Passage Start Marker
# Django Object Relational Mapper (ORM)

## Introduction

This notebook provides a brief overview of the [Django](https://docs.djangoproject.com/en/3.1/) [ORM](https://en.wikipedia.org/wiki/Object%E2%80%93relational_mapping), which allows us to access the database using Python objects. We will assume you have some working knowledge of Python, databases ([PostgreSQL](https://www.postgresql.org/)) and [object-oriented programming](https://pythonguides.com/object-oriented-programming-python/). New concepts relating to the Django ORM will be introduced as we work through the notebook.

The objective of the notebook is to get you familiar with Python commands that you can use for accessing the data. By the end of the notebook hopefully you will understand: 

* How to construct queries to the data
* How to write data to the database
* How to write post-processing scripts using the data

using Python with Django. There are cells in the notebook that are intentionally empty. These are left blank so you can fill them out to test your understanding of Django syntax and practice writing the code.
Passage End Marker
Listed entries Start Marker
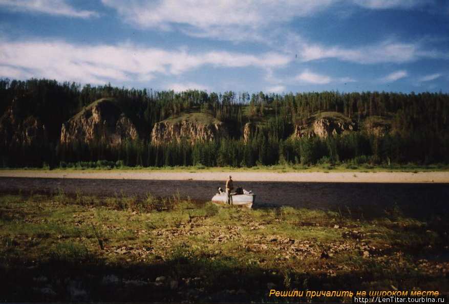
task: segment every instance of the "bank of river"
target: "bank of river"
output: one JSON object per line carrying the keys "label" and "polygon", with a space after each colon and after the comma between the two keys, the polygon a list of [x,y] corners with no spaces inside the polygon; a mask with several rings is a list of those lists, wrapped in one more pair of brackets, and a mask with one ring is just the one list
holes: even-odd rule
{"label": "bank of river", "polygon": [[[417,218],[449,214],[449,184],[250,181],[234,184],[256,194],[254,208],[291,206],[356,213],[369,218],[402,212]],[[209,201],[224,182],[207,180],[123,180],[0,177],[0,192],[74,195],[182,198]]]}

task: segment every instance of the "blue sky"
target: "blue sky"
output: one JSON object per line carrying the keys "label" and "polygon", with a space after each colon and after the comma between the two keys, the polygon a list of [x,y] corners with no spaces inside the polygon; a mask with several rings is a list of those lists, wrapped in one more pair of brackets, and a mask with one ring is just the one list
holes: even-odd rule
{"label": "blue sky", "polygon": [[0,77],[449,92],[447,0],[0,0]]}

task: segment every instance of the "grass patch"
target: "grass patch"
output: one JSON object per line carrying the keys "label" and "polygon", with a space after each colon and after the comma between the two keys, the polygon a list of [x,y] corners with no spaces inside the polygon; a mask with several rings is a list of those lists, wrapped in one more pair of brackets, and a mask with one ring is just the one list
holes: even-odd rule
{"label": "grass patch", "polygon": [[443,290],[449,283],[447,227],[395,206],[367,221],[176,194],[58,191],[0,195],[0,284],[13,301],[273,301],[271,289]]}

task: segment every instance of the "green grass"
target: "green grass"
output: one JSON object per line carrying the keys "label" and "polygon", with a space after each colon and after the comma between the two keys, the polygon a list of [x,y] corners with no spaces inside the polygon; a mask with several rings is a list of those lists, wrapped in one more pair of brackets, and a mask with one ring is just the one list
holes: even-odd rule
Listed entries End Marker
**Explore the material:**
[A] In the Django ORM introduction, what database are readers assumed to have some working knowledge of?
[B] Carry the Django ORM introduction forward from its final sentence.
The material plays no part in the work that comes after it.

**Replies:**
[A] PostgreSQL.

[B]
## Initial Setup

To get started, run the cell below which will configure our Python environment to have access to Django shell functionality. **You must run this cell before any other cells**.

In [None]:
# Setup environment
import sys
import os
import django
sys.path.append('src')
os.environ['DJANGO_SETTINGS_MODULE'] = 'demo.settings'
os.environ["DJANGO_ALLOW_ASYNC_UNSAFE"] = "true"
django.setup()

In [None]:
# Ignore warnings
import warnings
warnings.filterwarnings('ignore')

## Context

For the purposes of this tutorial let's suppose we are managers of book shop franchise. There are a number of stores and books that we stock. We've got a database system to reflect the physical system (because that's what everyone else is doing).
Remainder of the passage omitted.